**EXERCISE PROMPT:**
Among the entries, find each line that includes the string "glasses" and list it.

**DATASET EXTRACT:**
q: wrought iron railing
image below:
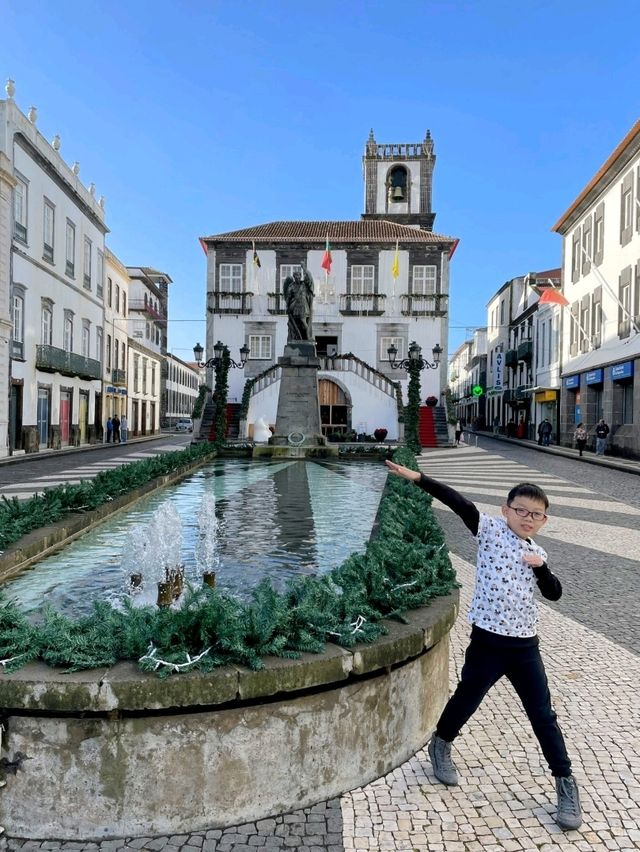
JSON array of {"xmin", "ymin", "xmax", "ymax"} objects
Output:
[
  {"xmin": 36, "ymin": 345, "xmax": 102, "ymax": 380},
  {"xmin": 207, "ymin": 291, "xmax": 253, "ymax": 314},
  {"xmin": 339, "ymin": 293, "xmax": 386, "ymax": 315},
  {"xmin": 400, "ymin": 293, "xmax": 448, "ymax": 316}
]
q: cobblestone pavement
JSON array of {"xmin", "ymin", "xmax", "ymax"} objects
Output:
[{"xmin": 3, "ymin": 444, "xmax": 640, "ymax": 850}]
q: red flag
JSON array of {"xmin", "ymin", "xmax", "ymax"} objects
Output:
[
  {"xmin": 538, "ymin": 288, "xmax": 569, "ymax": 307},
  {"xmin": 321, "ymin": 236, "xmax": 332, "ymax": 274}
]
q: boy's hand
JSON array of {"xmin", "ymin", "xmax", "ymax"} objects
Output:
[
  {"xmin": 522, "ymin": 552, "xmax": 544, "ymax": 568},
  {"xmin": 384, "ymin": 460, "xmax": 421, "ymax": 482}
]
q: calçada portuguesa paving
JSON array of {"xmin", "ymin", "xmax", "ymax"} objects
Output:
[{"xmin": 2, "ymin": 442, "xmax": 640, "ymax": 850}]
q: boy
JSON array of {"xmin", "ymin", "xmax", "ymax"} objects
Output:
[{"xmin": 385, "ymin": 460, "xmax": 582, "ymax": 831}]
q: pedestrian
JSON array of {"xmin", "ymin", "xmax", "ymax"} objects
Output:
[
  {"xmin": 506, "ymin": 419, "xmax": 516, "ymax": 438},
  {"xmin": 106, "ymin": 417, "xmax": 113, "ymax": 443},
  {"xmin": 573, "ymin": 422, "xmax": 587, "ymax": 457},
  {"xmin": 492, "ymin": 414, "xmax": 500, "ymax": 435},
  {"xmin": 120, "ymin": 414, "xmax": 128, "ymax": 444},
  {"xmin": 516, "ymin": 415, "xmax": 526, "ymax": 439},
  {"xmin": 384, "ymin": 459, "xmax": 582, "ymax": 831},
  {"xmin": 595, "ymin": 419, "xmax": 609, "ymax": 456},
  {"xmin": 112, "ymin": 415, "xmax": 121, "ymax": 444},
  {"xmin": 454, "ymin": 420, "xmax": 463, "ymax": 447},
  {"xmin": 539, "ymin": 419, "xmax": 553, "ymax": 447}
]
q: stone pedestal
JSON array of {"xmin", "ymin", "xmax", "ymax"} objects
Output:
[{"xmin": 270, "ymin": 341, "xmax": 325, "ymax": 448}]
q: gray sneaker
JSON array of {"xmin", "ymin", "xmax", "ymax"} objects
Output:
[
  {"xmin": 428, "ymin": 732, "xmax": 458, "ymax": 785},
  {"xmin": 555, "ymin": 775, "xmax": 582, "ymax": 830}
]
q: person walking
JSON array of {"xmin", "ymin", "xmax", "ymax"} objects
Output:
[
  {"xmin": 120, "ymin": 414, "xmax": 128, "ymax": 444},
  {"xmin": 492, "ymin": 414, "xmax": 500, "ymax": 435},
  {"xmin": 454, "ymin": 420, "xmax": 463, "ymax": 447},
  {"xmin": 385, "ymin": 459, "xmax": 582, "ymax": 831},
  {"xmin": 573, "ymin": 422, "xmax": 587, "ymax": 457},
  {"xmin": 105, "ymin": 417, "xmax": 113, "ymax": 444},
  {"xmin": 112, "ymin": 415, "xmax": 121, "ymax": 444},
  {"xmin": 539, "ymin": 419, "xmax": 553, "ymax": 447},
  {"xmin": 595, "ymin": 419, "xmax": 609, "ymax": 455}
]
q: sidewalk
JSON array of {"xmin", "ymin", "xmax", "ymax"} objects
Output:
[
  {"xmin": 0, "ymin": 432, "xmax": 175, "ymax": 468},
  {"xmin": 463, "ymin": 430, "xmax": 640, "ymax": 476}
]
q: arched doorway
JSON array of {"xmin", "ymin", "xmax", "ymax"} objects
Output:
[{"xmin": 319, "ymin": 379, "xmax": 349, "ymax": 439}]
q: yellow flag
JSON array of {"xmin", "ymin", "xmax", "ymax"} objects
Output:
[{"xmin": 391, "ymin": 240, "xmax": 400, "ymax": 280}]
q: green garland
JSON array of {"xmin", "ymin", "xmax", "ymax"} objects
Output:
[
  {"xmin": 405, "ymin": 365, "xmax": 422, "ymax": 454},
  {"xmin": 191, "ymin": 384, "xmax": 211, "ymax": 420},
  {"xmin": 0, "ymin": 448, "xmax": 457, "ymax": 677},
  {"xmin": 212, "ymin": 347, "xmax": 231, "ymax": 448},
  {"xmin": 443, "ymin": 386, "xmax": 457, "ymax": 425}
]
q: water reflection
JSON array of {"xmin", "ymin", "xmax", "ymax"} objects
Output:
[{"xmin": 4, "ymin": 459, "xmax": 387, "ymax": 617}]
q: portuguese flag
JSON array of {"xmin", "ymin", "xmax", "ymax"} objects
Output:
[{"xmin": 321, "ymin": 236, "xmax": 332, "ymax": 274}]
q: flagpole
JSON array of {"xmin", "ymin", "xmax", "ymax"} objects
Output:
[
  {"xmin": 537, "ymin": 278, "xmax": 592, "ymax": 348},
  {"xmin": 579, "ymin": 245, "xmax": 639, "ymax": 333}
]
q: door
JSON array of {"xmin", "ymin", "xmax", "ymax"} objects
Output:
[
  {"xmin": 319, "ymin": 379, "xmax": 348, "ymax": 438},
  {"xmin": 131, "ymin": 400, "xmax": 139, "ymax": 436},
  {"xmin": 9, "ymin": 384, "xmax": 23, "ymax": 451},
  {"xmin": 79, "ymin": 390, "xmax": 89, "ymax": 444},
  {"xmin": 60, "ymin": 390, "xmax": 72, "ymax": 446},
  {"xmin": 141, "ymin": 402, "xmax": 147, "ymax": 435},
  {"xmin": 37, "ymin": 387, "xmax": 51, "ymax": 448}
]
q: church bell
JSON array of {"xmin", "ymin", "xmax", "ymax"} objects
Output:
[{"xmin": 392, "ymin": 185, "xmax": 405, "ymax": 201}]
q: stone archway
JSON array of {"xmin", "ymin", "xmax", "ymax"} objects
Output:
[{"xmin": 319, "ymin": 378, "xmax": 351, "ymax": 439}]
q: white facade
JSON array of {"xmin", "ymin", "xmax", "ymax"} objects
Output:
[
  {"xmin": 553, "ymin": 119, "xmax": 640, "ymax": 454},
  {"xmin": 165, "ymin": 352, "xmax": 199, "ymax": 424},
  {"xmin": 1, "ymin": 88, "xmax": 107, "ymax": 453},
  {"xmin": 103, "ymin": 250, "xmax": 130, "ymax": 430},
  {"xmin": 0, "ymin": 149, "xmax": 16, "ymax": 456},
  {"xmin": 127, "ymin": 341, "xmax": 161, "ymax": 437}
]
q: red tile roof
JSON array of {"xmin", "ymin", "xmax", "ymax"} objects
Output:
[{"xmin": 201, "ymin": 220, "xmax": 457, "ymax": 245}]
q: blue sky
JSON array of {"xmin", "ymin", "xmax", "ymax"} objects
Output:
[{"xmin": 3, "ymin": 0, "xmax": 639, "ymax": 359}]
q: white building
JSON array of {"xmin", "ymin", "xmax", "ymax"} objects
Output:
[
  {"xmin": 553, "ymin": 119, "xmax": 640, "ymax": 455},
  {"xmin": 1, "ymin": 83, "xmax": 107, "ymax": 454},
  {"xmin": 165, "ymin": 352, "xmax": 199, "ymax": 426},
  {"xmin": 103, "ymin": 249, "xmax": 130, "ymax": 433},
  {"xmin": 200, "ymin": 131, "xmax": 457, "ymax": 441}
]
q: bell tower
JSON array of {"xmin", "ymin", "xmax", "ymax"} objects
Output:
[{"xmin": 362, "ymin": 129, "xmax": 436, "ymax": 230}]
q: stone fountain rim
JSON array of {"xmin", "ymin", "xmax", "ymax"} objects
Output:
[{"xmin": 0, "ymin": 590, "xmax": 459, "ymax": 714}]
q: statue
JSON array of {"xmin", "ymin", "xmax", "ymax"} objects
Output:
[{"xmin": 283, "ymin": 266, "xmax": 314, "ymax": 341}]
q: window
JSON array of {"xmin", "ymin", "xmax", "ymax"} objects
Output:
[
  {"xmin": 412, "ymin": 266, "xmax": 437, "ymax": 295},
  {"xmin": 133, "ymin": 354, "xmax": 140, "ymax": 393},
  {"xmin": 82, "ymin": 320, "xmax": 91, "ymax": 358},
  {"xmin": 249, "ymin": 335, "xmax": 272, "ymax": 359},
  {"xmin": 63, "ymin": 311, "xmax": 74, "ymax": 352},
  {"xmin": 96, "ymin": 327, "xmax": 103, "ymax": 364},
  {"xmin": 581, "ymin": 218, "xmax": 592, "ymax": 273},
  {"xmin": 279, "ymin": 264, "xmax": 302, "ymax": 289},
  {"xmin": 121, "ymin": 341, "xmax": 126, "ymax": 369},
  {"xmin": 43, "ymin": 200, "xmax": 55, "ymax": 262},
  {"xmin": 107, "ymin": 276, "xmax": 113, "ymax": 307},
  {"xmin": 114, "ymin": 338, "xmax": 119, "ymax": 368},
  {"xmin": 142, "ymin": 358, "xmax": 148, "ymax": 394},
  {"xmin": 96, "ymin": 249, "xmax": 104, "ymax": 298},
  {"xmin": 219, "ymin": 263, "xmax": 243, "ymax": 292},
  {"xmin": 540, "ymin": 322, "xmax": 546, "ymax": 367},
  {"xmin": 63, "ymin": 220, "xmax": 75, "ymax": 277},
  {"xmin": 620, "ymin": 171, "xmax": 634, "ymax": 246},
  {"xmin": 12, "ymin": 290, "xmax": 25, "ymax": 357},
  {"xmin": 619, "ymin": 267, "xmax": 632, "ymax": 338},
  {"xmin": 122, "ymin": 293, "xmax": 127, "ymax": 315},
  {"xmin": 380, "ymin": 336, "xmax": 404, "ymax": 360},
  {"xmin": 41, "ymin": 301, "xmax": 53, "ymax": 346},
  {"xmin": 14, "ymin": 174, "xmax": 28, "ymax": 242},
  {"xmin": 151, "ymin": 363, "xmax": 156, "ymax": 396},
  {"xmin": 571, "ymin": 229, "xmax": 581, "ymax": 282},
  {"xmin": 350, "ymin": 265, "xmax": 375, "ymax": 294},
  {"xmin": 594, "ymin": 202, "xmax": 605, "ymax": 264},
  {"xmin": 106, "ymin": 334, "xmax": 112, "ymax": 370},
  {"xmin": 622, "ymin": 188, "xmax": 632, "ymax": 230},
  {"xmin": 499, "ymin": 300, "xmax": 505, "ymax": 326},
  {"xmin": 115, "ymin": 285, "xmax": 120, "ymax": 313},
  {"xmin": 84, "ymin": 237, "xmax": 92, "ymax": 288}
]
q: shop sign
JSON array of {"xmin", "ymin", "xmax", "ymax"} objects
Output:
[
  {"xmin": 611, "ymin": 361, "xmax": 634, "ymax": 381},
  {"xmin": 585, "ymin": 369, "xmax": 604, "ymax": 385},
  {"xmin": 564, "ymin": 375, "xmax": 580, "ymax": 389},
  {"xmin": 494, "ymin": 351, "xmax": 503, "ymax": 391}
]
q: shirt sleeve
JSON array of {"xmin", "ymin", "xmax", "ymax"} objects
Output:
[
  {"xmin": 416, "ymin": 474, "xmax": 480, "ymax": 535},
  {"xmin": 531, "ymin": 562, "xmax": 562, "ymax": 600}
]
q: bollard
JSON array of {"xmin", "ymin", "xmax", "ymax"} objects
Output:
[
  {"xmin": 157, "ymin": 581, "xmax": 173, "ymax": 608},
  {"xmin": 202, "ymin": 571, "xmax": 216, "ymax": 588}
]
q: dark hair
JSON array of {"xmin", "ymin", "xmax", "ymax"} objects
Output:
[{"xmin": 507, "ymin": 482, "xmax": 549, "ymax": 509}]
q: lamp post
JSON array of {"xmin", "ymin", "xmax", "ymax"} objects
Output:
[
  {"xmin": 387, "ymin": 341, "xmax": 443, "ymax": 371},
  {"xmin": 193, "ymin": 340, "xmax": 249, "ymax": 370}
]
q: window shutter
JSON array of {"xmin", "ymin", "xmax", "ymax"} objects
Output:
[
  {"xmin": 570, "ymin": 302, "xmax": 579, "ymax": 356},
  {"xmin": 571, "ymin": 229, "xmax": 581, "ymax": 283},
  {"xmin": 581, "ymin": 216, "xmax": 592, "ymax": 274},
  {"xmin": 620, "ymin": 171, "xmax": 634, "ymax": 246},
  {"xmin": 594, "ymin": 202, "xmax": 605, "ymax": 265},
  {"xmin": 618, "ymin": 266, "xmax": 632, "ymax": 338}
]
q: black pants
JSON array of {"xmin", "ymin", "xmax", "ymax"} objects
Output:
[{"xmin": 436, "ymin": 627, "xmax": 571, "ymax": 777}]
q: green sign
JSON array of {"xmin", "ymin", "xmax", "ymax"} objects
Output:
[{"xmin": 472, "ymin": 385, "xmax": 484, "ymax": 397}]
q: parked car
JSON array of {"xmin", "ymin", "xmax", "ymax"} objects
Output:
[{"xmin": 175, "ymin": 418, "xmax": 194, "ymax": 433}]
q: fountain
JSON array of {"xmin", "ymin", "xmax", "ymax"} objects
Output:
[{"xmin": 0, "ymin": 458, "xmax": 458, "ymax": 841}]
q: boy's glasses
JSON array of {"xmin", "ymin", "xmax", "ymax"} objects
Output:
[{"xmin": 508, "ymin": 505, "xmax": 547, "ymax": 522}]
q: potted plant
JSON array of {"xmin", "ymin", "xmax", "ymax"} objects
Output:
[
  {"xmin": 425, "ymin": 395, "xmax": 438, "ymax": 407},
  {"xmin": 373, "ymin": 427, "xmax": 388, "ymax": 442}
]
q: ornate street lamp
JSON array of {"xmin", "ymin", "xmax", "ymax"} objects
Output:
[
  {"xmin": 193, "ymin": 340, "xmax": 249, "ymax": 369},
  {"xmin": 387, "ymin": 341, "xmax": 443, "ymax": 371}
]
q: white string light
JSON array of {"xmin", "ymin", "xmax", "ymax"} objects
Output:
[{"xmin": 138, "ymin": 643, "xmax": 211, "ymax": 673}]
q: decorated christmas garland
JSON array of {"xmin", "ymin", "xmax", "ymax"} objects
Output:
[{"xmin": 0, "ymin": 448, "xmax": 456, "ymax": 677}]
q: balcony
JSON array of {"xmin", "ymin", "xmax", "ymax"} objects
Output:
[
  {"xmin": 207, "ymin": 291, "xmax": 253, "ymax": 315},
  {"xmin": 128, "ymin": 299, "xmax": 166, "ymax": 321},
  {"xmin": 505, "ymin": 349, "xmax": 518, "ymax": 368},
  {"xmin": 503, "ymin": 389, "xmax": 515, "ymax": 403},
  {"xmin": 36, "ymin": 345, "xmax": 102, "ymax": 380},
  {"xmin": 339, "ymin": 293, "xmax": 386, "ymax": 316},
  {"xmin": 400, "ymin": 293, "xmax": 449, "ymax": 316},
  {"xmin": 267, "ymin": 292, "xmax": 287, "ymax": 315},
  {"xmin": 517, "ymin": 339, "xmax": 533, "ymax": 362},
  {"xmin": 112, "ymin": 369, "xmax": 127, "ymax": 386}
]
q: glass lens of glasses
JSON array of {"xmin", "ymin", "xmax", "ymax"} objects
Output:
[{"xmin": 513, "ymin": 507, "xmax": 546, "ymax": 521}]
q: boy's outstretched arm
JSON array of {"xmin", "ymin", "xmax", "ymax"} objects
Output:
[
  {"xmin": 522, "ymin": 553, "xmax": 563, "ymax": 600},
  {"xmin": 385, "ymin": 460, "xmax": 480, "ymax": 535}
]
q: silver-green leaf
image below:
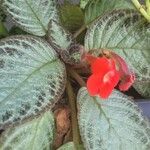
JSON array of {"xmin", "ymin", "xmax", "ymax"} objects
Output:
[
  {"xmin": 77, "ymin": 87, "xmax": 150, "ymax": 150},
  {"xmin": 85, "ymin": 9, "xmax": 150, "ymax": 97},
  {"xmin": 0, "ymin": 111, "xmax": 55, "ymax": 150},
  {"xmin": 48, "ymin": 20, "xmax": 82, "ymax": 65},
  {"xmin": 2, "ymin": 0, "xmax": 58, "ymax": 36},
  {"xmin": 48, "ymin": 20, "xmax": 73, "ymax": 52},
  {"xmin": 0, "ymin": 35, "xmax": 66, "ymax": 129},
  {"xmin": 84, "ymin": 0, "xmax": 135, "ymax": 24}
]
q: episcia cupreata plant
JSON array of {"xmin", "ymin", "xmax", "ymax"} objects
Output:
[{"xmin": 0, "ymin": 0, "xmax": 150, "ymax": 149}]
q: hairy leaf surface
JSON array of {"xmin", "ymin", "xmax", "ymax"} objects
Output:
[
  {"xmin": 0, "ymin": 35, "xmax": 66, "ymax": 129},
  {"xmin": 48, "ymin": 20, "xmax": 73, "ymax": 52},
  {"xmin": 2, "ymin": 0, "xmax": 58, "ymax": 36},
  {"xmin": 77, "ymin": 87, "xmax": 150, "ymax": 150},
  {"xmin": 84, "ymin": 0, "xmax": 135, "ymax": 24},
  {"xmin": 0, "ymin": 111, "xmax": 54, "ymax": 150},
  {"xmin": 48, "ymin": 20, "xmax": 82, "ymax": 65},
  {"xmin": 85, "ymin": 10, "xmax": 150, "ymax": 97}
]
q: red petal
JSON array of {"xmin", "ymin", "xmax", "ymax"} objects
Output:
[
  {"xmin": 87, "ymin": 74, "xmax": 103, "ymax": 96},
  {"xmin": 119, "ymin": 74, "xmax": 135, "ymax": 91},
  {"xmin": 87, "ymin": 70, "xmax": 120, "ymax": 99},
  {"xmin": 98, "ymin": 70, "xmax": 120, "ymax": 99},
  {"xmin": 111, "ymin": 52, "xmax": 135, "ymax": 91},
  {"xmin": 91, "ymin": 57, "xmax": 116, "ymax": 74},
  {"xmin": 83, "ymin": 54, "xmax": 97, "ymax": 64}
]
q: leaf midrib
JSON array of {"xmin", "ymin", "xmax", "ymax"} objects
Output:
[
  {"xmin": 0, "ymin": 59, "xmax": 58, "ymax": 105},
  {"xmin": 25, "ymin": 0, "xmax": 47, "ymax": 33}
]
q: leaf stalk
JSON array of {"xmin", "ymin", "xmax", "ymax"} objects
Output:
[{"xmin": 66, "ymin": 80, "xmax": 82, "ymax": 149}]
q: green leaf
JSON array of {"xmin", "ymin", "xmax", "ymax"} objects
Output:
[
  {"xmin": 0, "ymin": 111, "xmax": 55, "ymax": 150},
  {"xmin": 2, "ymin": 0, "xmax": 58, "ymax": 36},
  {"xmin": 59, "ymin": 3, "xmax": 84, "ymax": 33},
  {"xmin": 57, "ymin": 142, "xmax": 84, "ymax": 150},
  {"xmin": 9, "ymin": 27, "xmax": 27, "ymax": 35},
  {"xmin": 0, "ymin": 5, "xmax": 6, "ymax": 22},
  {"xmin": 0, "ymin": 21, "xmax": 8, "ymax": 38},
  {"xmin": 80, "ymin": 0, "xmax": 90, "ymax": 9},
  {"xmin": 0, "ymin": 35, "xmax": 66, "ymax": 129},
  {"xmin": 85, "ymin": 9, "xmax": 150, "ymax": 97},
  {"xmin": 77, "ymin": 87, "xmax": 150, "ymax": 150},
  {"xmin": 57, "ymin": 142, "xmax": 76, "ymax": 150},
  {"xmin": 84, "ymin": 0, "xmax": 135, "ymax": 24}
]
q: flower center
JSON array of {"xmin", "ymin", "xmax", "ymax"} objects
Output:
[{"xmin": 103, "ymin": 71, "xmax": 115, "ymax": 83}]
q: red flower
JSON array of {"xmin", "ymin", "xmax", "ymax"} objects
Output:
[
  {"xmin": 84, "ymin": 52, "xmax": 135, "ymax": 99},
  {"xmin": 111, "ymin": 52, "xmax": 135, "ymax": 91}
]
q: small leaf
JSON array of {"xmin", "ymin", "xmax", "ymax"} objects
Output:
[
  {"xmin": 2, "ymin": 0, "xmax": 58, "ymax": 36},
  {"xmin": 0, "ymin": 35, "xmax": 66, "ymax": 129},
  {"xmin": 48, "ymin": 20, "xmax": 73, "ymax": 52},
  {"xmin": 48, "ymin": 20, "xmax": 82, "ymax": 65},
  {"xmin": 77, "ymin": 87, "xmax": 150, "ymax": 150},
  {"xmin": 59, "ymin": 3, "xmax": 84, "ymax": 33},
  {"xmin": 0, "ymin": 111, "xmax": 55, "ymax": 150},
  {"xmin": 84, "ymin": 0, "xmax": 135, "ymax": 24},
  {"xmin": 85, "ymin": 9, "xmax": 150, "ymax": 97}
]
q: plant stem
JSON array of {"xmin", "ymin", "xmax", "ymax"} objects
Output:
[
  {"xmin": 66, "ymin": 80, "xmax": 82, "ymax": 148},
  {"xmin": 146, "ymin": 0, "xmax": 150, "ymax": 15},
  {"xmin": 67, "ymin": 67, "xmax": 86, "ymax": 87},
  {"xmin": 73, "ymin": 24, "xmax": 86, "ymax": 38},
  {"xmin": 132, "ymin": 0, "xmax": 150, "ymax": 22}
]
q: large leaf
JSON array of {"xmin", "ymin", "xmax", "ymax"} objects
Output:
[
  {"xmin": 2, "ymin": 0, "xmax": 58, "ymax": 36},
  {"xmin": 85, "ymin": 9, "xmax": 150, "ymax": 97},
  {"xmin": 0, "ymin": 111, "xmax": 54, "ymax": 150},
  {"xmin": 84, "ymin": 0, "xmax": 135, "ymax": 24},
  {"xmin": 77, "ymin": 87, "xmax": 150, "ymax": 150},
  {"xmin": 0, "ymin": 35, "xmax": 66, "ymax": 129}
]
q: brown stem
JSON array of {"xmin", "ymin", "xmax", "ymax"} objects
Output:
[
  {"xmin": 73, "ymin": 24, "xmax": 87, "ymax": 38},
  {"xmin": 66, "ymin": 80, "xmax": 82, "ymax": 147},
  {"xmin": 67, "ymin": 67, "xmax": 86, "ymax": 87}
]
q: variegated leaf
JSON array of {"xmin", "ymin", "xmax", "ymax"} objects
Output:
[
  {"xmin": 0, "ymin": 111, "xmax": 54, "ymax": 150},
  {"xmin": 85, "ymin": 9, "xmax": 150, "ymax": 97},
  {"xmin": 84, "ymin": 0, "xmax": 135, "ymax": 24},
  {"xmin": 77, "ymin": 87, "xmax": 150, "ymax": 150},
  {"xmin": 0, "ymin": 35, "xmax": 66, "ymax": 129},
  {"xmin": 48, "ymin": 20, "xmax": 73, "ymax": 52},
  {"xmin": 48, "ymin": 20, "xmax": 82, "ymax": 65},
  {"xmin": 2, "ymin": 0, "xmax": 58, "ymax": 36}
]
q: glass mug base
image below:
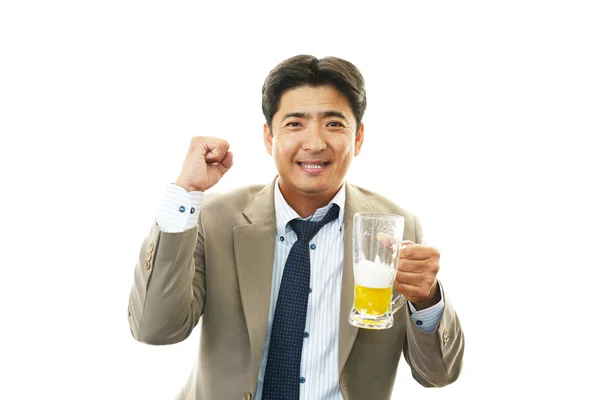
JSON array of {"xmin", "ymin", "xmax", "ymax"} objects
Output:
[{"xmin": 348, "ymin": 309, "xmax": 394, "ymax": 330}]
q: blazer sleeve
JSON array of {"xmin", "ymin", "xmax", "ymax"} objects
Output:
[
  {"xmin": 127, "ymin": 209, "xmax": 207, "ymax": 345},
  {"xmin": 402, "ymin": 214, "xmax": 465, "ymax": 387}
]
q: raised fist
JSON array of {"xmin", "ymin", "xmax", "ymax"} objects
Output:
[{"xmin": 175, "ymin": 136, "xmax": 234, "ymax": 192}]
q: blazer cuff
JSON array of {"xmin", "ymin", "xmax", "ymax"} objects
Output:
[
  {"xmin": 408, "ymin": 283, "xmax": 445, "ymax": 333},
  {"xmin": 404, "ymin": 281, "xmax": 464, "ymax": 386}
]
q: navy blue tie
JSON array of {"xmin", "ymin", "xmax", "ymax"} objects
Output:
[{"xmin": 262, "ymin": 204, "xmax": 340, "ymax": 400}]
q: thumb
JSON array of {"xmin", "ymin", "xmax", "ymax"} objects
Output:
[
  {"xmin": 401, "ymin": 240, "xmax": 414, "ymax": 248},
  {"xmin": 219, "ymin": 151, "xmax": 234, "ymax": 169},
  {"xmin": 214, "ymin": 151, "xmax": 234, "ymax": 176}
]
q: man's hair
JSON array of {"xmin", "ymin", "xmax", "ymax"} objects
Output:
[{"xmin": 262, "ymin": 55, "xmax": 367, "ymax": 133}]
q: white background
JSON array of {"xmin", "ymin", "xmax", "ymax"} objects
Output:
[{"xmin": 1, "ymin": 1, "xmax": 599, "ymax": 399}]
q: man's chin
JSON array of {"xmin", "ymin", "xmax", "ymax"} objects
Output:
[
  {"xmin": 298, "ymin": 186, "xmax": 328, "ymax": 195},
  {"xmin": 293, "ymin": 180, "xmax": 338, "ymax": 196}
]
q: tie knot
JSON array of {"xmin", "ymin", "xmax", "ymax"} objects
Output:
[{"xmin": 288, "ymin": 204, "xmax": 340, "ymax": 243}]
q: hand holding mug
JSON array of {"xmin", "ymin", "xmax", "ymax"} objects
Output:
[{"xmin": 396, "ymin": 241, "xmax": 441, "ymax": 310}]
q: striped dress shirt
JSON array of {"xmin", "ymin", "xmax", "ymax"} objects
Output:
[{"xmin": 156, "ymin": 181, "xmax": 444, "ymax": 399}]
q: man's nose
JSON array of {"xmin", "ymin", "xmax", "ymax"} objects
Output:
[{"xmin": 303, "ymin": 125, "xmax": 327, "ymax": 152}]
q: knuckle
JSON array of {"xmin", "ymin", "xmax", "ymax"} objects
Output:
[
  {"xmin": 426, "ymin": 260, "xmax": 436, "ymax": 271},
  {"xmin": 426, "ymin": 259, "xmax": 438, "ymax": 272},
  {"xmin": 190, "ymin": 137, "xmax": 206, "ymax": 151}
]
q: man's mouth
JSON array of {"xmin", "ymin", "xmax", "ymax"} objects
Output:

**SOLUTION TO THIS PROBLEM:**
q: boy's glasses
q: glass lens of glasses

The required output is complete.